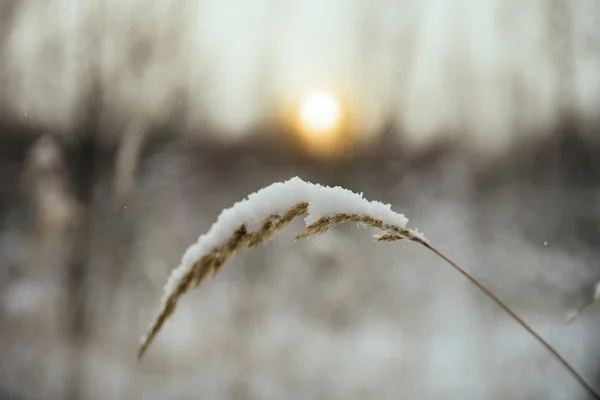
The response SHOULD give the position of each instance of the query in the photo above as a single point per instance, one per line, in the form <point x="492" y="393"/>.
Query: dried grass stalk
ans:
<point x="242" y="239"/>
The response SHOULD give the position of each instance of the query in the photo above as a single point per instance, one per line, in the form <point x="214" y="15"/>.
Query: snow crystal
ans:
<point x="278" y="198"/>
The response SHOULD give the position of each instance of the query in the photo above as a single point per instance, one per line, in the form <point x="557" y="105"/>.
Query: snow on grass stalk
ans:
<point x="256" y="219"/>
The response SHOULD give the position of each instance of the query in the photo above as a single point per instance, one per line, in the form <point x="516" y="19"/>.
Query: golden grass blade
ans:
<point x="242" y="239"/>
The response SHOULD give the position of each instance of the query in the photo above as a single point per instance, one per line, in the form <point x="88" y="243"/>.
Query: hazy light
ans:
<point x="320" y="113"/>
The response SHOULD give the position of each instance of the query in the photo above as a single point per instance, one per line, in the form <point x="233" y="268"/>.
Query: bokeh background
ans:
<point x="127" y="126"/>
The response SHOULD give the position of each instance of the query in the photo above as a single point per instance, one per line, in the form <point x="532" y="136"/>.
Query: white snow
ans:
<point x="278" y="198"/>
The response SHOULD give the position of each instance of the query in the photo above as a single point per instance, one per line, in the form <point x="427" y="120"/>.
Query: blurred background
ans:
<point x="127" y="126"/>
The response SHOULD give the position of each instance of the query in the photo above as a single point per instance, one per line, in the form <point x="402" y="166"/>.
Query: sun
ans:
<point x="320" y="113"/>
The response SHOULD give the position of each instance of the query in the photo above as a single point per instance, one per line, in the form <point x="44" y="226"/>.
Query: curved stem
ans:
<point x="514" y="316"/>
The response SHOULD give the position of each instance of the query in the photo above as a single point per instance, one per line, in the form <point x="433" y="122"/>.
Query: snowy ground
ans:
<point x="337" y="317"/>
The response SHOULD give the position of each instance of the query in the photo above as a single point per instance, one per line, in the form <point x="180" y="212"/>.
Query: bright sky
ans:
<point x="482" y="70"/>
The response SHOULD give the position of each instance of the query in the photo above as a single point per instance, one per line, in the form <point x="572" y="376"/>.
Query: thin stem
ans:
<point x="514" y="316"/>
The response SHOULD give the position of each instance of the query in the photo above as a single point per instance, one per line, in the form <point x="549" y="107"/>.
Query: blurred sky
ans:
<point x="489" y="69"/>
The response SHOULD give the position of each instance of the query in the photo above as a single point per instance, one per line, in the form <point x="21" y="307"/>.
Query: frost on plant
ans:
<point x="256" y="219"/>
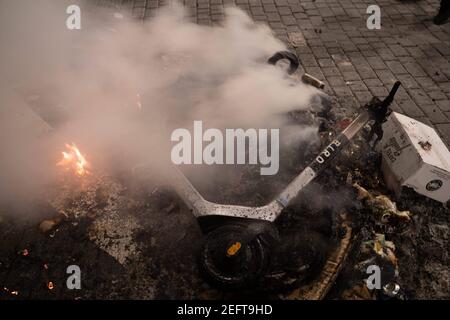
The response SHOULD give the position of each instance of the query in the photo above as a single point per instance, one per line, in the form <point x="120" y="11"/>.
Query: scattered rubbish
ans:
<point x="383" y="248"/>
<point x="383" y="208"/>
<point x="391" y="289"/>
<point x="47" y="225"/>
<point x="358" y="292"/>
<point x="415" y="156"/>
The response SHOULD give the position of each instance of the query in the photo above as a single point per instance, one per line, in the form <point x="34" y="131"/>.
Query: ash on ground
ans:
<point x="139" y="241"/>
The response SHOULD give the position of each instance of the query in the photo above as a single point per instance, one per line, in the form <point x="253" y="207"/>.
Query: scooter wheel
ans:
<point x="234" y="257"/>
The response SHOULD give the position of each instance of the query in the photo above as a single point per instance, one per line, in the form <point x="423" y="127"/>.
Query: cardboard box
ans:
<point x="415" y="156"/>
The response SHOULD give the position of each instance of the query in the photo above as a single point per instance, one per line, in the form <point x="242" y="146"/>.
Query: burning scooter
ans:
<point x="240" y="239"/>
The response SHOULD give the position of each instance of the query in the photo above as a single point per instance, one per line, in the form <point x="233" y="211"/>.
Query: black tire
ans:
<point x="247" y="266"/>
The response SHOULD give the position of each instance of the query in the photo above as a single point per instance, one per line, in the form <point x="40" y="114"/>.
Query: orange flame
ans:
<point x="75" y="160"/>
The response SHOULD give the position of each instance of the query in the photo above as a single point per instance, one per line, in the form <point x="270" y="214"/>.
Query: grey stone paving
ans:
<point x="334" y="44"/>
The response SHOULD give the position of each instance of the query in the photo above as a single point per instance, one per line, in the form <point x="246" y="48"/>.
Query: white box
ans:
<point x="415" y="156"/>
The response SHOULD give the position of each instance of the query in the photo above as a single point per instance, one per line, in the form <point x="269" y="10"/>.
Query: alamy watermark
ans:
<point x="214" y="147"/>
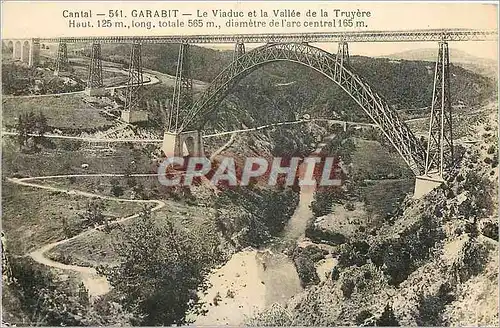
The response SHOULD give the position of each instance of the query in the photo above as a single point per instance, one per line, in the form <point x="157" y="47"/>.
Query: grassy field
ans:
<point x="63" y="112"/>
<point x="99" y="247"/>
<point x="67" y="160"/>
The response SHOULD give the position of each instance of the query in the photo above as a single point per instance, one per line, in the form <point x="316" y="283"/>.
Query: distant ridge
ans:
<point x="483" y="66"/>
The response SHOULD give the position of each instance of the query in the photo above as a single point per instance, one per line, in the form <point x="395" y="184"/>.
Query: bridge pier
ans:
<point x="95" y="86"/>
<point x="26" y="51"/>
<point x="239" y="50"/>
<point x="439" y="159"/>
<point x="188" y="143"/>
<point x="62" y="63"/>
<point x="182" y="98"/>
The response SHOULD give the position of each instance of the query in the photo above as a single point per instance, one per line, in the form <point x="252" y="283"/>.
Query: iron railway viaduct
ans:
<point x="430" y="164"/>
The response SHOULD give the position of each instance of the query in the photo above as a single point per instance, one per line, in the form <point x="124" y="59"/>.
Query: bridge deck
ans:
<point x="355" y="36"/>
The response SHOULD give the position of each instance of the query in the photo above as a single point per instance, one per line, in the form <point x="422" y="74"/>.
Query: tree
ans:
<point x="161" y="268"/>
<point x="93" y="214"/>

**Task to carry out**
How many lines in the listing above contain the word "background"? Reply with the number only.

**Answer to this task**
2